## ACTIVITY
Write out exactly the lines that run from the one containing "Tag the cumulus" to the end of the entries below, with both end lines included.

## MATERIAL FOR THE TASK
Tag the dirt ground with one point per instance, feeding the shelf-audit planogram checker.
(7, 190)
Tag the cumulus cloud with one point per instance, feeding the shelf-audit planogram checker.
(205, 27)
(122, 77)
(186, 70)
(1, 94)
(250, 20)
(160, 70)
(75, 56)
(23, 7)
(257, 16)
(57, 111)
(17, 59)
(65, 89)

## REPLY TO THE EXERCISE
Tag the cumulus cloud with one point per instance, feeding the shelf-audit planogram checker.
(205, 27)
(122, 77)
(186, 70)
(1, 94)
(250, 20)
(160, 70)
(75, 56)
(23, 7)
(257, 16)
(57, 111)
(17, 59)
(65, 89)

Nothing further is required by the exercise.